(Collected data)
========

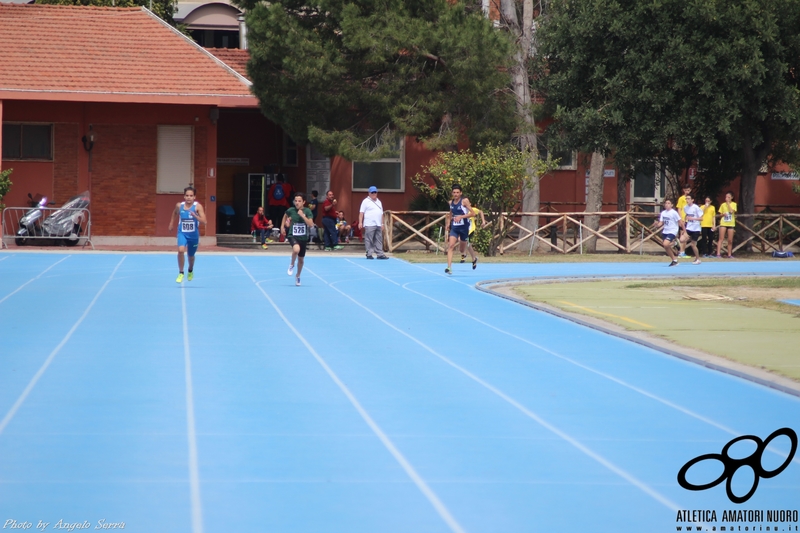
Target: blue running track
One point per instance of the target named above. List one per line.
(378, 397)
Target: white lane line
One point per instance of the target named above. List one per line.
(9, 295)
(194, 473)
(431, 496)
(527, 412)
(634, 388)
(40, 372)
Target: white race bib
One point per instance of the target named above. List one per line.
(188, 225)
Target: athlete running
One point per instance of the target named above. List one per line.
(190, 215)
(298, 219)
(458, 219)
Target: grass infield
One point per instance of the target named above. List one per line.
(741, 319)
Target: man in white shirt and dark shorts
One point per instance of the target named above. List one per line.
(692, 217)
(671, 221)
(370, 220)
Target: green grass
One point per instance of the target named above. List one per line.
(753, 328)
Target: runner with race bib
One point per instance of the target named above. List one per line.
(297, 220)
(189, 214)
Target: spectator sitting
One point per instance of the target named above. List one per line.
(262, 225)
(343, 227)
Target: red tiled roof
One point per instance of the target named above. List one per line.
(233, 57)
(108, 54)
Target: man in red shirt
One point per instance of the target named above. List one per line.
(262, 225)
(329, 215)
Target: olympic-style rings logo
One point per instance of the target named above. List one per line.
(732, 465)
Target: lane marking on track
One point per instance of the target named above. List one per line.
(9, 295)
(431, 496)
(524, 410)
(614, 379)
(194, 473)
(589, 310)
(14, 408)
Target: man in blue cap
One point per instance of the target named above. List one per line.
(370, 220)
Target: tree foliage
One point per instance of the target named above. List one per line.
(352, 77)
(660, 79)
(492, 178)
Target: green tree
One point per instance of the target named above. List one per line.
(353, 77)
(492, 178)
(655, 80)
(164, 9)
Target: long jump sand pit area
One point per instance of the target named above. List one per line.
(743, 319)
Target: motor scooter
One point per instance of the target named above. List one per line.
(63, 226)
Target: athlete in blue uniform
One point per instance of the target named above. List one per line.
(190, 215)
(458, 219)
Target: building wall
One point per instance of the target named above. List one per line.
(122, 180)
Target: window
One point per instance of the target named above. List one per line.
(289, 152)
(386, 174)
(175, 167)
(28, 141)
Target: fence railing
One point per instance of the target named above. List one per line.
(568, 232)
(55, 225)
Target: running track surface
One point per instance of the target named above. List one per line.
(379, 396)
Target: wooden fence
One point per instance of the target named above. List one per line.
(567, 232)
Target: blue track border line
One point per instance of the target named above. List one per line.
(486, 287)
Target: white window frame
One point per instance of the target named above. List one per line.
(174, 172)
(401, 159)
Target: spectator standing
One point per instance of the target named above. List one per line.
(679, 206)
(329, 216)
(692, 217)
(370, 220)
(707, 227)
(343, 227)
(671, 221)
(262, 225)
(727, 225)
(278, 198)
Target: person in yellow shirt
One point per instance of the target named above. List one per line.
(727, 224)
(679, 205)
(708, 225)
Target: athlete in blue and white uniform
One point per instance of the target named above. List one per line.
(190, 214)
(458, 219)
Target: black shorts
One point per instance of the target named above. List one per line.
(301, 244)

========

*THE TASK*
Pictures in the records above are not copied; print everything else exactly.

*RESPONSE*
Target: blue running track
One point per instance of the target named above. List one per line.
(378, 397)
Target: white lane line
One point per instance of the target named above. List one per line.
(9, 295)
(194, 473)
(431, 496)
(527, 412)
(634, 388)
(40, 372)
Target: white race bib
One point per instance of the target named above. List one per line.
(188, 225)
Target: athlete running
One point per instance of the target named above. List one per line.
(190, 215)
(298, 219)
(458, 219)
Target: grass infield
One point per instance of the target named above. List one per line.
(741, 319)
Target: man in white shirt and dark shorts
One point per instance of the target named above. List one per line.
(692, 217)
(671, 221)
(370, 220)
Target: green grass
One point per instance of the target named above. List one per line.
(753, 328)
Target: runner with race bib
One point per instance of the target named above. List one per line.
(297, 220)
(189, 214)
Target: spectator sitting
One point per instance of the target named above. List one per line.
(262, 225)
(343, 227)
Target: red tiled roof
One point per instance of the target named above. List one per line.
(233, 57)
(108, 54)
Target: man in red shirt
One point per instance of the target named above. List one per line.
(262, 225)
(329, 215)
Target: olympic-style rings logo
One point per instance of the target named above. List one per line.
(732, 465)
Target: lane marking on track
One point per instance of the target named above. List one per line.
(9, 295)
(431, 496)
(524, 410)
(614, 379)
(194, 473)
(589, 310)
(14, 408)
Target: man in blue cap
One point per instance of the target named above. List one per line.
(370, 220)
Target: tree foliage
One point per instance of the target named above. List one per line.
(352, 77)
(660, 79)
(492, 178)
Target: green tree
One point per instance of the target named above. List one per line.
(353, 77)
(492, 178)
(655, 80)
(164, 9)
Target: long jump sand pit area
One point per instance of the target named above. List one per line.
(743, 319)
Target: motor scooter
One point per instance of the target named above. List one per line.
(63, 226)
Target: athlete in blue uniform
One point per instance of the target named above. List one per line.
(190, 215)
(458, 219)
Target: building wall
One point per instance of the target named above. List one per line.
(122, 180)
Target: window
One point per instance of the target named above. List one per line.
(289, 152)
(386, 174)
(175, 167)
(28, 141)
Target: fence railing
One point per instance of the target named above. List one per line.
(568, 232)
(55, 225)
Target: running track surface
One point per instance of the target named above. List one per line.
(379, 396)
Target: wooden fence
One point per instance of the target named above. List one per line.
(567, 232)
Target: blue track border line
One point per instance of the target named above. List one per line.
(486, 287)
Target: white window frame
One point per instance of the target named above. List one per line.
(174, 172)
(401, 159)
Target: spectator standing
One point per instance of the target named above. List one per line.
(679, 206)
(329, 216)
(692, 217)
(370, 220)
(707, 227)
(343, 227)
(671, 221)
(262, 225)
(727, 225)
(278, 198)
Target: person in yellow shirt
One point per instance of the target named above. List one per line.
(727, 224)
(679, 205)
(708, 225)
Target: athlete in blue and white uniform
One point per instance of the target named above. List one per line.
(190, 214)
(458, 219)
Target: black shorts
One point per instance of the target named above. List one per line.
(301, 244)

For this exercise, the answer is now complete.